* EXERCISE AIM:
Copy every line of the data in which the word "each" occurs.

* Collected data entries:
==*==

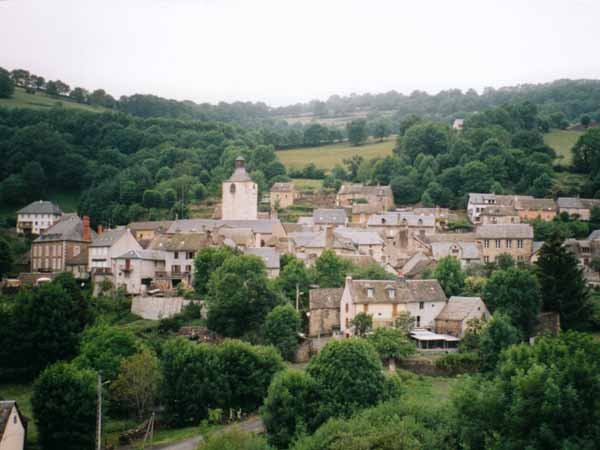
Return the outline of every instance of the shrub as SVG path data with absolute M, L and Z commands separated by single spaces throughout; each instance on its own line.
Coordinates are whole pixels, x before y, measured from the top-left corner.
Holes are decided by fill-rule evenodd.
M 478 372 L 479 364 L 479 355 L 473 352 L 450 353 L 435 362 L 435 366 L 448 375 Z

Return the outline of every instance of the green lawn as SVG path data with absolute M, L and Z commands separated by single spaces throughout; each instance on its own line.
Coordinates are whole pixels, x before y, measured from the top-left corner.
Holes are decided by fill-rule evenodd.
M 27 448 L 34 449 L 37 446 L 37 428 L 33 421 L 33 410 L 31 408 L 31 394 L 33 385 L 29 384 L 0 384 L 0 399 L 16 400 L 27 419 Z
M 279 150 L 276 154 L 288 169 L 300 169 L 309 163 L 314 163 L 320 169 L 333 169 L 336 164 L 343 165 L 343 160 L 353 155 L 360 155 L 365 159 L 391 155 L 395 144 L 396 138 L 390 137 L 383 142 L 368 142 L 358 147 L 341 142 L 321 147 Z
M 6 106 L 8 108 L 47 109 L 56 106 L 58 103 L 62 104 L 65 108 L 81 109 L 92 112 L 109 111 L 102 106 L 82 105 L 81 103 L 76 103 L 65 98 L 57 99 L 50 97 L 43 92 L 28 94 L 22 88 L 16 88 L 15 93 L 11 98 L 0 98 L 0 106 Z
M 552 130 L 544 135 L 544 142 L 556 151 L 559 162 L 571 165 L 571 148 L 582 134 L 583 131 Z
M 60 206 L 63 212 L 74 213 L 77 212 L 80 196 L 81 194 L 79 192 L 50 192 L 46 195 L 46 199 Z M 17 220 L 17 211 L 24 206 L 26 205 L 21 205 L 19 207 L 1 205 L 0 219 L 13 218 Z
M 318 191 L 323 186 L 323 180 L 311 180 L 308 178 L 294 178 L 294 187 L 298 191 Z

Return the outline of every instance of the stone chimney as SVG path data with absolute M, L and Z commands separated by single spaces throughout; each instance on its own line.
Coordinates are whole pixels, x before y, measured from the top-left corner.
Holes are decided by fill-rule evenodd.
M 246 165 L 246 160 L 244 159 L 243 156 L 238 156 L 237 158 L 235 158 L 235 168 L 236 169 L 240 169 L 243 168 Z
M 333 225 L 325 227 L 325 248 L 333 247 Z
M 91 241 L 92 237 L 90 234 L 90 217 L 89 216 L 83 216 L 83 232 L 82 232 L 82 236 L 84 241 Z
M 102 227 L 102 224 L 98 225 L 98 237 L 102 237 L 102 232 L 104 231 L 104 228 Z

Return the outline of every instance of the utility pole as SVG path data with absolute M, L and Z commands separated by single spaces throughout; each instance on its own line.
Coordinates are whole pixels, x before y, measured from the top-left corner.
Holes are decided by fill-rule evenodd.
M 102 372 L 98 372 L 98 402 L 96 406 L 96 450 L 102 450 Z
M 296 283 L 296 311 L 300 312 L 300 285 Z

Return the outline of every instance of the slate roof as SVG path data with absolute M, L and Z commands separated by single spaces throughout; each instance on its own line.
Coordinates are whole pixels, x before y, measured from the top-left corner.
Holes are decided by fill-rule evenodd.
M 267 269 L 279 269 L 281 267 L 279 252 L 273 247 L 251 247 L 245 249 L 244 253 L 261 258 Z
M 46 201 L 46 200 L 38 200 L 37 202 L 32 202 L 29 205 L 21 208 L 17 211 L 17 214 L 62 214 L 62 210 L 60 206 Z
M 600 206 L 600 200 L 597 198 L 558 197 L 556 204 L 559 209 L 590 209 L 593 206 Z
M 481 225 L 476 233 L 483 239 L 533 239 L 533 227 L 527 223 Z
M 534 200 L 534 198 L 531 195 L 469 194 L 469 203 L 475 205 L 515 206 L 526 200 Z M 494 201 L 494 203 L 490 203 L 490 201 Z
M 242 156 L 238 156 L 235 160 L 242 161 L 242 162 L 245 161 Z M 250 175 L 248 175 L 248 172 L 246 172 L 246 168 L 242 164 L 240 167 L 235 168 L 235 170 L 233 171 L 233 174 L 229 177 L 229 179 L 227 181 L 234 181 L 234 182 L 252 181 L 252 178 L 250 178 Z
M 532 211 L 556 211 L 556 202 L 551 198 L 522 198 L 515 207 Z
M 352 205 L 352 214 L 375 214 L 382 210 L 383 207 L 380 203 L 355 203 Z
M 347 221 L 344 209 L 315 209 L 313 211 L 315 224 L 345 225 Z
M 338 195 L 364 195 L 384 197 L 392 195 L 392 189 L 390 186 L 365 186 L 364 184 L 342 184 Z
M 456 242 L 433 242 L 431 244 L 431 254 L 435 260 L 444 258 L 452 254 L 451 250 L 453 246 L 458 246 L 461 259 L 480 259 L 481 258 L 481 244 L 470 241 L 456 241 Z
M 113 259 L 144 259 L 148 261 L 164 261 L 165 254 L 159 250 L 129 250 Z
M 90 244 L 90 247 L 110 247 L 127 234 L 127 232 L 127 228 L 105 230 L 101 236 L 96 236 Z
M 398 226 L 408 225 L 409 227 L 435 227 L 435 216 L 414 214 L 412 212 L 386 212 L 383 214 L 373 214 L 367 221 L 368 226 Z
M 588 236 L 588 240 L 590 241 L 595 241 L 597 239 L 600 239 L 600 230 L 594 230 Z
M 378 264 L 371 255 L 339 255 L 339 257 L 350 261 L 357 267 L 367 267 L 371 264 Z
M 281 224 L 286 233 L 296 233 L 304 230 L 304 225 L 301 223 L 288 223 L 284 222 Z
M 413 278 L 423 273 L 425 269 L 432 265 L 433 260 L 429 256 L 426 256 L 421 252 L 417 252 L 411 256 L 406 263 L 404 263 L 404 266 L 402 266 L 400 272 L 402 272 L 402 274 L 407 278 Z
M 293 192 L 294 183 L 274 183 L 271 192 Z
M 450 297 L 444 309 L 440 311 L 436 320 L 465 320 L 469 314 L 479 308 L 487 310 L 483 300 L 479 297 Z
M 255 233 L 272 234 L 273 228 L 281 222 L 276 219 L 257 220 L 215 220 L 215 219 L 181 219 L 175 220 L 167 230 L 167 234 L 201 233 L 222 226 L 229 228 L 250 228 Z
M 92 241 L 98 235 L 90 228 Z M 52 241 L 83 241 L 83 221 L 75 214 L 65 214 L 61 220 L 52 225 L 46 232 L 40 235 L 34 242 Z
M 0 400 L 0 442 L 4 437 L 4 432 L 6 431 L 6 425 L 10 419 L 10 413 L 12 412 L 13 407 L 17 408 L 17 414 L 19 414 L 19 419 L 21 419 L 21 423 L 24 428 L 27 428 L 27 419 L 23 417 L 17 402 L 14 400 Z
M 518 211 L 512 206 L 488 206 L 483 211 L 481 211 L 482 216 L 518 216 Z
M 445 302 L 446 295 L 437 280 L 351 280 L 350 293 L 354 303 L 387 304 L 415 302 Z M 373 296 L 368 296 L 368 289 Z M 395 289 L 392 297 L 389 290 Z
M 543 247 L 543 245 L 544 245 L 544 241 L 533 241 L 533 248 L 532 248 L 533 253 L 539 252 L 540 249 Z
M 250 228 L 220 228 L 218 234 L 230 239 L 236 245 L 247 245 L 248 242 L 254 242 L 254 233 Z
M 167 229 L 173 223 L 172 220 L 155 220 L 148 222 L 131 222 L 127 225 L 132 231 L 140 231 L 140 230 L 153 230 L 153 231 L 167 231 Z
M 297 247 L 322 248 L 326 242 L 324 231 L 299 231 L 289 233 L 288 238 L 294 241 Z
M 383 239 L 375 231 L 362 231 L 356 228 L 336 228 L 333 230 L 336 237 L 352 241 L 356 245 L 383 245 Z
M 344 288 L 318 288 L 308 291 L 309 309 L 338 309 Z
M 164 250 L 169 252 L 193 252 L 207 247 L 212 242 L 206 233 L 178 233 L 172 236 L 157 236 L 150 243 L 150 250 Z

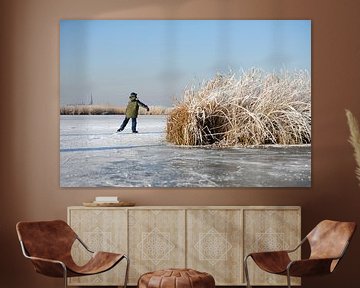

==*==

* RESPONSE:
Return the outline of every instance of the shrub as SVG path data with absolute M, L and Z commands separated by single spaces throughout; each instance on its own line.
Return the outline of every instance of the green lawn as SVG path data with absolute M, L and Z commands separated by single spaces throughout; each instance on its own line.
Return the outline of every instance of the stone chimney as SVG path data with absolute M, L and Z commands separated by single spaces throughout; each instance on its own line.
Return the outline of every instance of the utility pole as SVG path data with absolute M, L and Z commands separated by single spaces throughout; each instance on its own line.
Return the outline of every instance of the slate roof as SVG path data with absolute M, L and Z commands separated by single spaces throughout; each instance on its own line.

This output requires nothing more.